◆ Records ◆
>> start
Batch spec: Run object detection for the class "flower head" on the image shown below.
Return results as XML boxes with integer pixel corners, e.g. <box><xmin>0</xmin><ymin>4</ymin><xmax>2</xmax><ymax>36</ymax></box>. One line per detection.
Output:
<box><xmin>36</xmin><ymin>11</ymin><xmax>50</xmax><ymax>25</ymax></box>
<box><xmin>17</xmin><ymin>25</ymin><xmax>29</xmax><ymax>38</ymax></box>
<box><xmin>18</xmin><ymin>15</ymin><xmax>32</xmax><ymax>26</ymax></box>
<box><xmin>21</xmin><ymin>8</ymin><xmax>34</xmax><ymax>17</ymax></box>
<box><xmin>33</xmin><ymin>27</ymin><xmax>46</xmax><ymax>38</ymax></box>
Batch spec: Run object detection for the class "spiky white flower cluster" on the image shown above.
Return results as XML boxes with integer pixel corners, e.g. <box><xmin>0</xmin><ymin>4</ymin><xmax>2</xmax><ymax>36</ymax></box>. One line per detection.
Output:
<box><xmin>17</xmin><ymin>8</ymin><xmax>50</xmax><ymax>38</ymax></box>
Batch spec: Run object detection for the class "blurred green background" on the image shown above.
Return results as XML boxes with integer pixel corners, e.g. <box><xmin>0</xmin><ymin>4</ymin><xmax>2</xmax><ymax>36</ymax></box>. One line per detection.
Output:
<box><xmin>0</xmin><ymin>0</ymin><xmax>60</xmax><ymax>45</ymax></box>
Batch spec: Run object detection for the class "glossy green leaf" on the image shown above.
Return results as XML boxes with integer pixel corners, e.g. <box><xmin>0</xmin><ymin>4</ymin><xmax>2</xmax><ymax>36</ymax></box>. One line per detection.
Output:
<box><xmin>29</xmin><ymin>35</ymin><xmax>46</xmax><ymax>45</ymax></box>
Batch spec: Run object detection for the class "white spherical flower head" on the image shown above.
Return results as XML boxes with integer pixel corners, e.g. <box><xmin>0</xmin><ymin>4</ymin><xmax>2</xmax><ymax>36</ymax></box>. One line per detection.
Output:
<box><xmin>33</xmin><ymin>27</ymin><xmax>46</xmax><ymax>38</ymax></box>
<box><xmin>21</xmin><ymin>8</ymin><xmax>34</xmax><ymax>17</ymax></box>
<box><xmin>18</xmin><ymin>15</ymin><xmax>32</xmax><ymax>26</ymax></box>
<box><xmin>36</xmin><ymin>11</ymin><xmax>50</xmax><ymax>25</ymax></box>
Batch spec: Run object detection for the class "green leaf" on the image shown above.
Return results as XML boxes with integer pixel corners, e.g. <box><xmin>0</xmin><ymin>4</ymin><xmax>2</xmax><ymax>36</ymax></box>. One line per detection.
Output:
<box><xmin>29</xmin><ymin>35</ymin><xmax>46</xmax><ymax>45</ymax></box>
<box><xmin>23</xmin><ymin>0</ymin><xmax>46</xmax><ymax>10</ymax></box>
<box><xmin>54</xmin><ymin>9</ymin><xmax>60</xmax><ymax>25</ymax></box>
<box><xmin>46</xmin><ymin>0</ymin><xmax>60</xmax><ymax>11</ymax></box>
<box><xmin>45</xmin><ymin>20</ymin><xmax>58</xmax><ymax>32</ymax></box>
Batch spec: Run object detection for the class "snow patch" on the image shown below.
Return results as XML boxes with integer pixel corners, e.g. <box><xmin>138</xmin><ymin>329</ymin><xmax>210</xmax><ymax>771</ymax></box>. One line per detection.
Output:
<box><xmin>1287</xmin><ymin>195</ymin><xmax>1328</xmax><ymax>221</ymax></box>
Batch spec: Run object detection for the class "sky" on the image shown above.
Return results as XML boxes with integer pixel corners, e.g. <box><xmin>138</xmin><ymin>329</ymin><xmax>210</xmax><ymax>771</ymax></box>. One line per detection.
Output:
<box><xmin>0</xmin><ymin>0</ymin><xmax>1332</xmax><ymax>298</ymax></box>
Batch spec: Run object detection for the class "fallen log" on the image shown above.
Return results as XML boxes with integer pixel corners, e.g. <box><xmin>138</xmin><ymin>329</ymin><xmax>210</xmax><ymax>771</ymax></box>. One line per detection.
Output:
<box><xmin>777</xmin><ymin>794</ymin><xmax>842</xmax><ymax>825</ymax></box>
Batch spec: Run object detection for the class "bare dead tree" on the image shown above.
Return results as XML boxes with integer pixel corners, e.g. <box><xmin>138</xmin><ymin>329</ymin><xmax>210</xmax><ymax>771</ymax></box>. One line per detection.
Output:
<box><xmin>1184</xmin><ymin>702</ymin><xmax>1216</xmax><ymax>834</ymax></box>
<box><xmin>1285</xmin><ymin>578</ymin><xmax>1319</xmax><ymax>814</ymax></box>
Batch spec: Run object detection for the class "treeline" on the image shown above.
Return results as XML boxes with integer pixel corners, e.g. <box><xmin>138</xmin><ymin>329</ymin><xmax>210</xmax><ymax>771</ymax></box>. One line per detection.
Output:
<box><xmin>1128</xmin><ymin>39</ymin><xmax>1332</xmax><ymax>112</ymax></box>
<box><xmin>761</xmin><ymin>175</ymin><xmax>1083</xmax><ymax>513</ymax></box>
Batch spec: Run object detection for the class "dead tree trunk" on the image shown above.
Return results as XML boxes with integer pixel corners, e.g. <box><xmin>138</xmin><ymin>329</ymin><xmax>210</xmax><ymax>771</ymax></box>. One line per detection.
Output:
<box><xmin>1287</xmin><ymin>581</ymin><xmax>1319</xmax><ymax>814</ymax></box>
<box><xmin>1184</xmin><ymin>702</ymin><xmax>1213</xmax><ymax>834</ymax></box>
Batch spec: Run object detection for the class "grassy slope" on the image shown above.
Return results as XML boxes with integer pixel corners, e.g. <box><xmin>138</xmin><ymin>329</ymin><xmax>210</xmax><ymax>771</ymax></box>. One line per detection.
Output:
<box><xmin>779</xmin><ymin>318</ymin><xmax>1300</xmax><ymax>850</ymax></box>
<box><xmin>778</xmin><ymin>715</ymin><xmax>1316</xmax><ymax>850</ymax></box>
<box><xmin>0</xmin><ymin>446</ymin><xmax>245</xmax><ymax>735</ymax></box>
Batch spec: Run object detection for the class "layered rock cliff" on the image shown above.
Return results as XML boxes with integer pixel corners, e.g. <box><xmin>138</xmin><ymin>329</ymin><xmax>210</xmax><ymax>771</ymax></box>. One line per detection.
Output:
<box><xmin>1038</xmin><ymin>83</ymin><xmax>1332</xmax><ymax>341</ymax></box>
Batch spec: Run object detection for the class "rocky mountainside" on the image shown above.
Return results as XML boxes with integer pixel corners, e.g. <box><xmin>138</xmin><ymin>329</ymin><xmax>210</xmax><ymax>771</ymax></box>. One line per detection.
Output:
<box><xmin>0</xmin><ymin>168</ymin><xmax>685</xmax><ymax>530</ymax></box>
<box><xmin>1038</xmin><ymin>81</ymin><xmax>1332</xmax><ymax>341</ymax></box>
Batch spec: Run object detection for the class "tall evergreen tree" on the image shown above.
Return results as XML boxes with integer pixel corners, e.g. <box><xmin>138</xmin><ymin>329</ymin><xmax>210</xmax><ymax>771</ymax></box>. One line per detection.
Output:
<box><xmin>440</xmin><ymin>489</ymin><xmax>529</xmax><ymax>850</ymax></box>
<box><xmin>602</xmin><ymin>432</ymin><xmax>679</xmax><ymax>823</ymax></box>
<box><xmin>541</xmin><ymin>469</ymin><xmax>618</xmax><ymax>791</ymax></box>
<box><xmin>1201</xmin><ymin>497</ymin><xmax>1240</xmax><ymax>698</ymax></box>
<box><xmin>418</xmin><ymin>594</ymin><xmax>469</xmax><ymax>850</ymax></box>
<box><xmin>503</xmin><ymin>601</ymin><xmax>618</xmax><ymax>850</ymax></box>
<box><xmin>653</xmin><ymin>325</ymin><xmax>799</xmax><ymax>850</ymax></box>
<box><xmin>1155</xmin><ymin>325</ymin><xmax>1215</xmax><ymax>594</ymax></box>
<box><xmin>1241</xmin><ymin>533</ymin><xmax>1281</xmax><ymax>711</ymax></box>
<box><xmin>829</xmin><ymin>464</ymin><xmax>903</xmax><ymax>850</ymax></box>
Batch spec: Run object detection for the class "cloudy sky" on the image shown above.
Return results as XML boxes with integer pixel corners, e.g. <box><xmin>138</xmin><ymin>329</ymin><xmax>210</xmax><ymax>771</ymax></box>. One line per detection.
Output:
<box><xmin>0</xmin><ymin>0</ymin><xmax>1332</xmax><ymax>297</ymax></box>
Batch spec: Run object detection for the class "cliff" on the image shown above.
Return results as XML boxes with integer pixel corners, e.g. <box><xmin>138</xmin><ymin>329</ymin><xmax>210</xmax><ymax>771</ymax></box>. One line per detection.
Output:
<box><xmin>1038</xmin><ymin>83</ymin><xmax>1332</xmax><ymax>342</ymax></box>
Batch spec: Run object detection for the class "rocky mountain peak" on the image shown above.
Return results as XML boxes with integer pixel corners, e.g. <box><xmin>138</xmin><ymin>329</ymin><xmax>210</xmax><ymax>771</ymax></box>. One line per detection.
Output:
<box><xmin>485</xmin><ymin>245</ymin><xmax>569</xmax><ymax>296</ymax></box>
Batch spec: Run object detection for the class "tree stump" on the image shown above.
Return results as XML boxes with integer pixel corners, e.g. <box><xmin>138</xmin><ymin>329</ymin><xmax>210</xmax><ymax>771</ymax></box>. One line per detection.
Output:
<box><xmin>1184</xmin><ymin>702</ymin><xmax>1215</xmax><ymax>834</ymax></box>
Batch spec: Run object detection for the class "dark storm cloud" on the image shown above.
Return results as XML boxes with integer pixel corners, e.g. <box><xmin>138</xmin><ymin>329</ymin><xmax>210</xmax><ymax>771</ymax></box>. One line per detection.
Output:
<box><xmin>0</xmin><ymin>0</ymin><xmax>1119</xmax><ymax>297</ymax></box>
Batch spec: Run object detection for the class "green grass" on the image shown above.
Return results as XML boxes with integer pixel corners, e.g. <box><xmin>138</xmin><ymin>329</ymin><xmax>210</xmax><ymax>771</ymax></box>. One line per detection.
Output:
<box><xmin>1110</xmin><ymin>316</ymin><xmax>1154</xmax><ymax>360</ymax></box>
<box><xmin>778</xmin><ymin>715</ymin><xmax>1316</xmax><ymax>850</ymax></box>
>> end
◆ YOUR GOAL ◆
Locate every line in the records above that contains the string "cliff" and copy each of those lines. Case counts when matching.

◆ WORKED ANSWER ◆
Batch spec: Run object detection for the class "layered rock cliff" on the image shown above.
Batch spec: Run object detection for the class "cliff" on the image shown above.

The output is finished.